### TEXTAUSZUG
--

Abgesehen von der aus diesem Anlass großen Anzahl bekennender Kiffer sind Menschen, die mit einem Joint in der Öffentlichkeit unterwegs sind, eigentlich kein Aufreger mehr. Erst recht nicht im Görlitzer Park, dem wahrscheinlich bekanntesten Drogen-Eldorado in Berlin. Es war kein Zufall, dass der Aktionstag erneut dort stattfand. Manche Teilnehmer sahen das allerdings anders. Nicht nur argwöhnischen Blicken, sondern auch manchen Repressionen seien sie weiterhin ausgesetzt.
Der Besitz von geringen Mengen Cannabisprodukten wird inzwischen in der Regel nicht mehr strafrechtlich verfolgt. Etwas anders sieht es aus, wenn jemand beim Kauf erwischt wird. Nur eine Ungereimtheit im Umgang mit bestimmten Substanzen, auf die natürlich auch der Hanfverband hinweist. Er sieht die völlige Freigabe weicher Drogen als Lösung für viele Probleme.
Unterstützung von Linken und FDP
Dafür gibt es auch politische Unterstützung. Sie war in Person von Pascal Meister, Bundestagsabgeordneter der Linken für Friedrichshain-Kreuzberg, und David Jahn, Berliner Landesvorsitzender der FDP-Nachwuchsorganisation Junge Liberale, vor Ort. Normalerweise verbindet diese beiden und ihre Parteien wenig. Bei der Cannabisdebatte argumentieren sie aber ähnlich. Es gebe einen riesigen Schwarzmarkt für diese Produkte. Warum den nicht in den regulären Wirtschaftskreislauf überführen, den illegalen Drogenhandel dadurch minimieren und darüber hinaus auch noch Steuereinnahmen generieren? Die Konsumenten wären besser vor schlechter Ware geschützt – ein Plus für den Gesundheitsaspekt. Dazu kämen positive Erfahrungen aus anderen Ländern oder US-Bundesstaaten, in denen die Freigabe inzwischen praktiziert werde. Alles, so wurde natürlich ebenfalls betont, unter strengem Einhalten des Jugendschutzes. Auch beim Aktionstag wurde darauf geachtet, dass sich nicht Minderjährige dem gemeinschaftlichen Kiffen anschlossen.
Was das Suchtrisiko angehe, sei es ein schlechter Witz, wenn Leute, die am Abend mehrere Maß Bier in sich hineinschütten, über die Gefahren von Cannabis schwafeln würden, ätzte Pascal Meiser. Sowohl in seiner, wie auch in anderen Fraktionen werde gekifft. Wenn die Leute dazu auch öffentlich stehen würden, wäre das schon ein weiterer Schritt. Dass in das Thema Bewegung kommt, sieht er aber aktuell nicht. Die Linken hätten dazu zwar einen Antrag im Bundestag eingebracht, der werde aber wohl erneut von den Regierungsfraktionen abgeschmettert. Die CDU sei ohnehin dagegen und bei der SPD gebe es keine einheitliche Haltung.

--

### AUFGABE 1
Nennen Sie alle politischen Parteien, die im Textauszug erwähnt werden.
### AUFGABE 2
Beantworten Sie anhand des Textauszugs die folgenden Fragen.
(a) In welchem Park fand der Aktionstag statt?
(b) Worin sieht der Hanfverband eine Lösung für viele Probleme?
(c) Welches Amt hat David Jahn inne?
### AUFGABE 3
Geben Sie den Textauszug von „Was das Suchtrisiko“ bis „keine einheitliche Haltung.“ wörtlich wieder.
Das anschließende Material steht für sich und hat mit dem Textauszug nichts zu tun.

--

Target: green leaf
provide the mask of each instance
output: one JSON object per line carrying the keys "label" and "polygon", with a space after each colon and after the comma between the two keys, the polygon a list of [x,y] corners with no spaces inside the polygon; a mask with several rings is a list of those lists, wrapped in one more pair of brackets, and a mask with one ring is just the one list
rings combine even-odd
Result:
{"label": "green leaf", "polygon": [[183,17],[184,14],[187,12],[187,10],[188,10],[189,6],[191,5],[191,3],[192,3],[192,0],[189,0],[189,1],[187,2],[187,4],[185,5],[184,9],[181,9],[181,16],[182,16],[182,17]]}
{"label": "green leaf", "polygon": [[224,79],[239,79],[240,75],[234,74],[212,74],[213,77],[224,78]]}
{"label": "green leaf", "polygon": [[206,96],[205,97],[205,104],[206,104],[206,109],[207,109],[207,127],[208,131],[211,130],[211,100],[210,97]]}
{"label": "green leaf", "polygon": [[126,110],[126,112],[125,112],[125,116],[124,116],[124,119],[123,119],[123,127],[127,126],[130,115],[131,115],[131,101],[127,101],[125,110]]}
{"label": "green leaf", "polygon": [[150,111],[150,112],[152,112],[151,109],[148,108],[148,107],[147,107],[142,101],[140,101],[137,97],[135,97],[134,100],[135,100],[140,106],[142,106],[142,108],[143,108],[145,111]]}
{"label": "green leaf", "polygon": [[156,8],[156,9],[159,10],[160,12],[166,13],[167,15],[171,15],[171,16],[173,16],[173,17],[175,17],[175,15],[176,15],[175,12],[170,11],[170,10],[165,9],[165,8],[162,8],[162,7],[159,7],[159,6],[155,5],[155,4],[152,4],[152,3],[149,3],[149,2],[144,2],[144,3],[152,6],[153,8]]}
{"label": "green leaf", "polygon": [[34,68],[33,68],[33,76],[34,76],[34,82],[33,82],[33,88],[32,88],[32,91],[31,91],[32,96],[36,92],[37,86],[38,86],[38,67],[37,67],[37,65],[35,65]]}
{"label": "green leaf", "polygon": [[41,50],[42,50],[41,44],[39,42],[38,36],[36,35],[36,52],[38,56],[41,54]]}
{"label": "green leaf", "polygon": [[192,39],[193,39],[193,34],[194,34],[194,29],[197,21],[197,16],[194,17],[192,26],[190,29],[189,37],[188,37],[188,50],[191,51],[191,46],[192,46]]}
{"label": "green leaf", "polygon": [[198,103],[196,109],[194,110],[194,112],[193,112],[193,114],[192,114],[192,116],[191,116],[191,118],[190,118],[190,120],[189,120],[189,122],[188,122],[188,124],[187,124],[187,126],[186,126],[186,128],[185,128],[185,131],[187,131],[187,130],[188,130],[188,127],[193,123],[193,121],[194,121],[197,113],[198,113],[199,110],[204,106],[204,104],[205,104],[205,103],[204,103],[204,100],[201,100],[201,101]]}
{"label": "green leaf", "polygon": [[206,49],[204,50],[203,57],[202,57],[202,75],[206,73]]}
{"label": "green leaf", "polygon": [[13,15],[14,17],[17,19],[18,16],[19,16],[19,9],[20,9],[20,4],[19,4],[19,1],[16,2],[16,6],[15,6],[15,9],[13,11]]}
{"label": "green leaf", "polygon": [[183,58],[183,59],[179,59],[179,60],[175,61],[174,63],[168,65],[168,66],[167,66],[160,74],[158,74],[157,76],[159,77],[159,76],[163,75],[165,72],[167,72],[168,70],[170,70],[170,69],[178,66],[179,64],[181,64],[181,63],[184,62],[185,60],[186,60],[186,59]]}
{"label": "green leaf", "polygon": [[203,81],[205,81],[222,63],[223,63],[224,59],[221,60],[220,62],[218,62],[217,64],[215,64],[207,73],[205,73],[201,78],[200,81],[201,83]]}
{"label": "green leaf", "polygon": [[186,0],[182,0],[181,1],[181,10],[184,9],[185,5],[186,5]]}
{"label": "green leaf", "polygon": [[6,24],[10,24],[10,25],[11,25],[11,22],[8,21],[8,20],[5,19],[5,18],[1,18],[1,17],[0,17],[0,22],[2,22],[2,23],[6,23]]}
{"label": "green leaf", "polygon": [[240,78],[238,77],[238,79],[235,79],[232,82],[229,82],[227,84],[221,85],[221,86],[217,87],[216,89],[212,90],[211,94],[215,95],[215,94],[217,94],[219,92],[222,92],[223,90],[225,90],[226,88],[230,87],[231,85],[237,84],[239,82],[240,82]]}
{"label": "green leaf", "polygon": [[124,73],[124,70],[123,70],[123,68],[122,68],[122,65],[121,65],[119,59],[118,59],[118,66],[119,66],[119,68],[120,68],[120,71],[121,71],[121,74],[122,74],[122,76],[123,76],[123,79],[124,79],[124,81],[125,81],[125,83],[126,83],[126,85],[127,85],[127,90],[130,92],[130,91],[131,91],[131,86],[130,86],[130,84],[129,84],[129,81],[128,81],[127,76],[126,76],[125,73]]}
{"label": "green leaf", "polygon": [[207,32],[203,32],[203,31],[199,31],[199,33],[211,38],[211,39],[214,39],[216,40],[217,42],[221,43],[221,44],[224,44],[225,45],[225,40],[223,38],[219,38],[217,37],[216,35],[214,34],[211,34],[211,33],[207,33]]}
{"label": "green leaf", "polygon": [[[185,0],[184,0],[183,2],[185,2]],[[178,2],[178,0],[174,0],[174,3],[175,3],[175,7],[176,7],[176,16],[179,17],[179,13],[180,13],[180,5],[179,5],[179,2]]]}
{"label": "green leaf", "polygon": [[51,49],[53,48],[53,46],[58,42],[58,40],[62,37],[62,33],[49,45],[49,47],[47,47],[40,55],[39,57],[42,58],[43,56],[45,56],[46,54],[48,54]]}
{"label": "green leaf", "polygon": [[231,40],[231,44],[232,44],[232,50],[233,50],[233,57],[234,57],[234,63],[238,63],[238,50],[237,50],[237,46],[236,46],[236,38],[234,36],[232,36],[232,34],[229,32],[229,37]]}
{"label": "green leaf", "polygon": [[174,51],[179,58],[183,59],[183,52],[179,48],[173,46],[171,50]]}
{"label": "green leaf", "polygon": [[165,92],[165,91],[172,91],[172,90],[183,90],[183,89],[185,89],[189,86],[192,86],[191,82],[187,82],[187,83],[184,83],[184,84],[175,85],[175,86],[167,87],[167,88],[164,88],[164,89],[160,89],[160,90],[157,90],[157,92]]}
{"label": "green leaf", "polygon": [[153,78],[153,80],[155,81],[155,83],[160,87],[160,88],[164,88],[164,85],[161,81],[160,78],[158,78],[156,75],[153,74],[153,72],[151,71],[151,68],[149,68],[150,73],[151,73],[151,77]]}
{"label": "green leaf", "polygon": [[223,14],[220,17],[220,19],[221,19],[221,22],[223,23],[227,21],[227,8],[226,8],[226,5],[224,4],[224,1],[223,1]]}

--

### LÖSUNG 1
Linke, FDP, CDU, SPD

### LÖSUNG 2
(a) Im Görlitzer Park in Berlin.
(b) In der völligen Freigabe weicher Drogen.
(c) Er ist Berliner Landesvorsitzender der FDP-Nachwuchsorganisation Junge Liberale.

### LÖSUNG 3
Was das Suchtrisiko angehe, sei es ein schlechter Witz, wenn Leute, die am Abend mehrere Maß Bier in sich hineinschütten, über die Gefahren von Cannabis schwafeln würden, ätzte Pascal Meiser. Sowohl in seiner, wie auch in anderen Fraktionen werde gekifft. Wenn die Leute dazu auch öffentlich stehen würden, wäre das schon ein weiterer Schritt. Dass in das Thema Bewegung kommt, sieht er aber aktuell nicht. Die Linken hätten dazu zwar einen Antrag im Bundestag eingebracht, der werde aber wohl erneut von den Regierungsfraktionen abgeschmettert. Die CDU sei ohnehin dagegen und bei der SPD gebe es keine einheitliche Haltung.